→ **What needs to be done**
In the excerpt on web analytics data below, why is IP address data left out of Google Analytics reporting?
Start Excerpt to read
When you sum up all of the tracked interactions that happen on even a relatively small website, they can easily run into millions of records per month. For most reporting and analysis purposes it is not practical to report on this type of data, so tracking platforms aggregate data by various dimensions that are used in reporting. For example, behind the scenes a tracking system might summarize metrics such as page views and sessions by day, to make reporting faster and to economize on data storage space.
Data aggregation also allows a platform to report on metrics that would be prohibitive to calculate real-time. For example, reporting on the lifetime value of a visitor is manageable if data is aggregated by user in advance, but would require a lot of back-end processing if it had to be calculated on the fly every time a report was generated.
An implication of data aggregation is that some dimensions and metrics are not compatible with each other. For example, lifetime value is associated with a user, while average load time is associated with a page. You can’t report on the average load time of a user. In this example the two metrics are fundamentally incompatible, but there are other cases where data just gets lost as a result of aggregation. For example, detailed order information such as shipping fees might be available in ecommerce reporting, but might not be when reporting on dimensions such as landing page or gender. If you are putting together a report and run into a circumstance where you can’t add a particular dimension or metric, there is a good chance it is incompatible or unavailable with the dimensions or metrics you have already added.
Some reporting platforms also remove or restrict data for privacy reasons. For example, Google Analytics does collect IP address data, but it is not available anywhere in reporting because it is possible in some cases to identify an individual user by IP address. GA also limits or prevents demographics and interest reporting when a data sample is small. The reason for this is that an astute analyst could conceivably deduce who a person is by using a combination of location, age, gender and interests.
What has been described so far are the mechanics of how web analytics data is collected and sent to an analytics system such as GA. To recap, tracking tags send a series of messages about the characteristics and activity of each visitor on a website. The analytics system then aggregates the data into various data structures for reporting on a variety of dimensions and metrics. Dimensions define what we are reporting on, and metrics are aggregated values that describe characteristics of the group of people or things in our reports.
End Excerpt to read
Start Items
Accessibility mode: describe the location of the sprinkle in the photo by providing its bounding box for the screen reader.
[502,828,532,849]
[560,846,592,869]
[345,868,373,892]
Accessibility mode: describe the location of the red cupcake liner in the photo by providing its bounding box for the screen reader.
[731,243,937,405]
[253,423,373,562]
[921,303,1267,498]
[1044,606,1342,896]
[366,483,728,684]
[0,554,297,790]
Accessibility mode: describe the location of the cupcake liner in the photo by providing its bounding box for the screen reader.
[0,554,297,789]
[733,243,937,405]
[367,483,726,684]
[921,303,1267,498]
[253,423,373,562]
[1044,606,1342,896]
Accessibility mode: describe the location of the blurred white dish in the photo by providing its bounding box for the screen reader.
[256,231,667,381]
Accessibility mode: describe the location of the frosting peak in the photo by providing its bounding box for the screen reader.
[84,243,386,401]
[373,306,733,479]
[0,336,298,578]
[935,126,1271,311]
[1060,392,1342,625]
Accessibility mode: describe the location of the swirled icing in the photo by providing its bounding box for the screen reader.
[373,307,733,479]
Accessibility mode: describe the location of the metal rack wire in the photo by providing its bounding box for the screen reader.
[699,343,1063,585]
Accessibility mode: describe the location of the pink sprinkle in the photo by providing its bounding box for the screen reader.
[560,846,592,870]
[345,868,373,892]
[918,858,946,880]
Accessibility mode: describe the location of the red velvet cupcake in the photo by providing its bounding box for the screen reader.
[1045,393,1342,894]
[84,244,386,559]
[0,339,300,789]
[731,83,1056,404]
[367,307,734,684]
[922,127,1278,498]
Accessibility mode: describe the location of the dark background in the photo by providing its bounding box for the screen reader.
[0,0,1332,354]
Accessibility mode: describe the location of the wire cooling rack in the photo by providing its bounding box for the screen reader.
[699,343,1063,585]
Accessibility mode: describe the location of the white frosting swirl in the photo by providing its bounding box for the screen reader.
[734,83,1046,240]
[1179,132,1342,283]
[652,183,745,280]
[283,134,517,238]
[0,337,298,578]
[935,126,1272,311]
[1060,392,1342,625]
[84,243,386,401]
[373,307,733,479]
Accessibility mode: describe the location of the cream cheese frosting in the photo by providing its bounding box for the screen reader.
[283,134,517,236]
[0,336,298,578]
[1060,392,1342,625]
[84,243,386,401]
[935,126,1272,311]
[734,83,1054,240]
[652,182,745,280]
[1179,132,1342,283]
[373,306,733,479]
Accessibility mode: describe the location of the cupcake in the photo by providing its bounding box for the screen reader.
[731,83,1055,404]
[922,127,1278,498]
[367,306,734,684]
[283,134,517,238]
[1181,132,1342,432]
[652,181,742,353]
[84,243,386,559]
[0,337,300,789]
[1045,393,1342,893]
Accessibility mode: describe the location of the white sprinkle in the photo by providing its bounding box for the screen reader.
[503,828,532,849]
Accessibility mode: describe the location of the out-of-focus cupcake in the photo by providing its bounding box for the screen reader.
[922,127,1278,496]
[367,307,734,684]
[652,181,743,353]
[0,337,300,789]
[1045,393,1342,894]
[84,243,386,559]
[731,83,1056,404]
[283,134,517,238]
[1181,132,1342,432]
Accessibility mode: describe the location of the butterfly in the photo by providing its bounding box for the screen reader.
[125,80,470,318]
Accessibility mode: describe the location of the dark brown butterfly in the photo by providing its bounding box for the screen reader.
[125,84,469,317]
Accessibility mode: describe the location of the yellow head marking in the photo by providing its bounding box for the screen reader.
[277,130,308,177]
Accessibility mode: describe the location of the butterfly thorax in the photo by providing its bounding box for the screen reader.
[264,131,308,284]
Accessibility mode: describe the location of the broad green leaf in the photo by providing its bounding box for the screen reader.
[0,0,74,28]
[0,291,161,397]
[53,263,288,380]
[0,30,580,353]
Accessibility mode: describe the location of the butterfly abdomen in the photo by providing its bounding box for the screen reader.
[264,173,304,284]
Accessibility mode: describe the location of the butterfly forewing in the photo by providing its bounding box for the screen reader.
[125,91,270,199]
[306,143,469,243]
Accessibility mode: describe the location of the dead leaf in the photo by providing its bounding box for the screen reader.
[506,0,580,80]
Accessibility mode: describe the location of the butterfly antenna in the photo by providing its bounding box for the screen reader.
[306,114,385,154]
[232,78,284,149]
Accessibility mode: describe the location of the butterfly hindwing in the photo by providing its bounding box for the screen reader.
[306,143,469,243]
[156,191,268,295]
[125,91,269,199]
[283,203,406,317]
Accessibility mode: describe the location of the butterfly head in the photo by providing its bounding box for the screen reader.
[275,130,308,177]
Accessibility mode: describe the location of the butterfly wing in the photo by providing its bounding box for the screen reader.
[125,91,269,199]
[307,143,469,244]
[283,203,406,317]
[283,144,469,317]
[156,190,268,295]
End Items
→ **Task output**
In some cases, an individual user can be identified by IP address.